Repeat every record below exactly as written.
————————
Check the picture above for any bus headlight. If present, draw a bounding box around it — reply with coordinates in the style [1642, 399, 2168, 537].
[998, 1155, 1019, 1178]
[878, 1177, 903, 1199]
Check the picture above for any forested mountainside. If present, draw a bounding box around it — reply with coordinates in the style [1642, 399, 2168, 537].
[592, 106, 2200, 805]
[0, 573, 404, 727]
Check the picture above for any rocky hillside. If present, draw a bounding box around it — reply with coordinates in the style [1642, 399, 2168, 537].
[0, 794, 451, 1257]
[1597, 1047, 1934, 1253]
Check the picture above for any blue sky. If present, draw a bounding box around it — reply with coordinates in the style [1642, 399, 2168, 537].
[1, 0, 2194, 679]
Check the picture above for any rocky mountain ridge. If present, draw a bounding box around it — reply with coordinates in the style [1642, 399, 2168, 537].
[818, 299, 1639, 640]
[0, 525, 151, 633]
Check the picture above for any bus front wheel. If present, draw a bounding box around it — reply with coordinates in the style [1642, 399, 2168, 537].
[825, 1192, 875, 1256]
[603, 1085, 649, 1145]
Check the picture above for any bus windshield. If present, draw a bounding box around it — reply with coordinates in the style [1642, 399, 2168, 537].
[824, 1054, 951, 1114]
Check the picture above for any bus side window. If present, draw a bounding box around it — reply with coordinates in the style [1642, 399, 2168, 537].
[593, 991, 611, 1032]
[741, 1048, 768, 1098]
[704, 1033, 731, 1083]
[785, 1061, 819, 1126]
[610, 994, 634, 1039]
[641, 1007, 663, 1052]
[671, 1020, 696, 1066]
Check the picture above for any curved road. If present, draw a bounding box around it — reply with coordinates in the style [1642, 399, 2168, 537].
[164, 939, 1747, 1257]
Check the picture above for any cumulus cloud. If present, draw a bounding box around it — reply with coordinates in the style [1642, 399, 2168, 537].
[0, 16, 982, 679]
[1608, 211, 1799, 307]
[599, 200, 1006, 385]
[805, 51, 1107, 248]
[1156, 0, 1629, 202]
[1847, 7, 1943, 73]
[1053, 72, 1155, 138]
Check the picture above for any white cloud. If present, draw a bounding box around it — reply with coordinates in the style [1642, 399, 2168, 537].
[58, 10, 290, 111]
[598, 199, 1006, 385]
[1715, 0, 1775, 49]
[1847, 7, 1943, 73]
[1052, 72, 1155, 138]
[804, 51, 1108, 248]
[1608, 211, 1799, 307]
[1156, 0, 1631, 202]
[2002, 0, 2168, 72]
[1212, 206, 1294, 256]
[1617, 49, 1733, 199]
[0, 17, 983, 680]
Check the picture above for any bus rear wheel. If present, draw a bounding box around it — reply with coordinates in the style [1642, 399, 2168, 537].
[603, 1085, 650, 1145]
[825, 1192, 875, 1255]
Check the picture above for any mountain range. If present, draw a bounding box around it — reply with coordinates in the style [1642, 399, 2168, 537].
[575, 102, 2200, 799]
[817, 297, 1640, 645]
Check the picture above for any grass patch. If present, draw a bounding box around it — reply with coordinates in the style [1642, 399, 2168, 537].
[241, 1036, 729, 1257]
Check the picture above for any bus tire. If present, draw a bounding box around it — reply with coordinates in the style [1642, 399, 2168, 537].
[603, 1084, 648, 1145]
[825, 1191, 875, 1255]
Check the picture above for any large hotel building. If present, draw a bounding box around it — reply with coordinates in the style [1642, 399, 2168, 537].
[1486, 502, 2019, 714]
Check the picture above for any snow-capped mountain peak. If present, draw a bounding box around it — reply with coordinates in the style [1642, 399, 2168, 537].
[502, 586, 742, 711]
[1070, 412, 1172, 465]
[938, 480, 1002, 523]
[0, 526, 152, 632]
————————
■ Expected answer ■
Check the picture above for any bus headlight. If present, draw a bounding box around it — reply with coordinates in the style [1642, 399, 2168, 537].
[998, 1155, 1019, 1178]
[878, 1177, 903, 1199]
Check the picture above for any forested mountainside. If present, draw a bounding box around it — reply with coordinates in the style [1642, 399, 2168, 537].
[592, 106, 2200, 805]
[0, 573, 404, 727]
Check the picture above for any rocky hillside. If present, draw a bounding box around it — reply with coordinates in the style [1642, 399, 2168, 537].
[0, 794, 451, 1257]
[1597, 1047, 1934, 1253]
Check the picture above for any blue sky. If present, draw a bounding box around it — reply with coordinates in the style [1642, 399, 2168, 537].
[1, 0, 2194, 679]
Check the picture above for any rocky mountain ridge. If present, draw a bounding box around it — reply with coordinates in the style [1642, 399, 2168, 537].
[818, 299, 1639, 640]
[0, 525, 151, 633]
Check the picture above for any bus front wheel. If present, draw a bounding box around it — reply with coordinates in the style [1642, 399, 2168, 537].
[825, 1192, 875, 1256]
[603, 1085, 649, 1145]
Check the picture above for any bus windshield. If present, draw a bounding box around it — reply with coordinates in the style [1642, 399, 2168, 537].
[824, 1054, 951, 1114]
Check the picture above for any bus side window. If present, draw a bounding box around it — reply with coordinates in the style [1642, 399, 2168, 537].
[593, 991, 611, 1032]
[741, 1048, 768, 1098]
[704, 1033, 731, 1083]
[785, 1061, 819, 1126]
[610, 994, 634, 1039]
[641, 1007, 663, 1052]
[671, 1020, 696, 1066]
Check the picture above for any curved road. If present, draw a bounding box around it — reply with coordinates in the style [1642, 399, 2168, 537].
[164, 939, 1747, 1257]
Check the picture above for any cumulus cloud. If present, draw a bounding box around it — reply with coordinates in the style [1642, 399, 2168, 537].
[0, 16, 982, 679]
[1608, 211, 1799, 307]
[599, 200, 1006, 385]
[805, 51, 1107, 248]
[1156, 0, 1629, 202]
[1847, 7, 1943, 73]
[1053, 72, 1155, 138]
Check the picture above for any white cloud. If present, draw a bounding box around it — reply with coordinates in the style [1642, 399, 2168, 537].
[58, 10, 290, 111]
[598, 199, 1006, 385]
[1715, 0, 1775, 49]
[1847, 7, 1943, 73]
[1052, 72, 1155, 138]
[804, 51, 1108, 248]
[1608, 211, 1799, 307]
[1156, 0, 1631, 202]
[2002, 0, 2168, 72]
[1212, 206, 1294, 256]
[1617, 49, 1733, 199]
[0, 17, 983, 680]
Check the picture above for any bus rear wheel. If present, draw a bounding box around it — reply with coordinates in the style [1642, 399, 2168, 537].
[603, 1085, 650, 1145]
[825, 1192, 875, 1255]
Check the picture above for any mountain range. If present, draw a bounding box around it — reply with coordinates in the style [1642, 399, 2168, 537].
[575, 102, 2200, 799]
[817, 297, 1640, 645]
Check the picture above for any grass patch. If present, draw a bounding box around it — reply with coordinates in the style [1642, 399, 2168, 537].
[241, 1036, 729, 1257]
Check the picture above for any bus tire. If present, draw a bounding box around it — reply with coordinates in the style [1642, 399, 2168, 537].
[603, 1084, 648, 1145]
[825, 1191, 875, 1255]
Check the picture above for any large hotel building. If present, draw a bounding box around it — reply with coordinates in the style [1642, 399, 2168, 537].
[1486, 502, 2019, 714]
Check the picture above for any snow-capped mountain peak. If present, draw a bounding box around it — reply with coordinates in the style [1642, 399, 2168, 537].
[502, 586, 742, 711]
[1070, 412, 1172, 465]
[938, 480, 1002, 523]
[0, 526, 152, 632]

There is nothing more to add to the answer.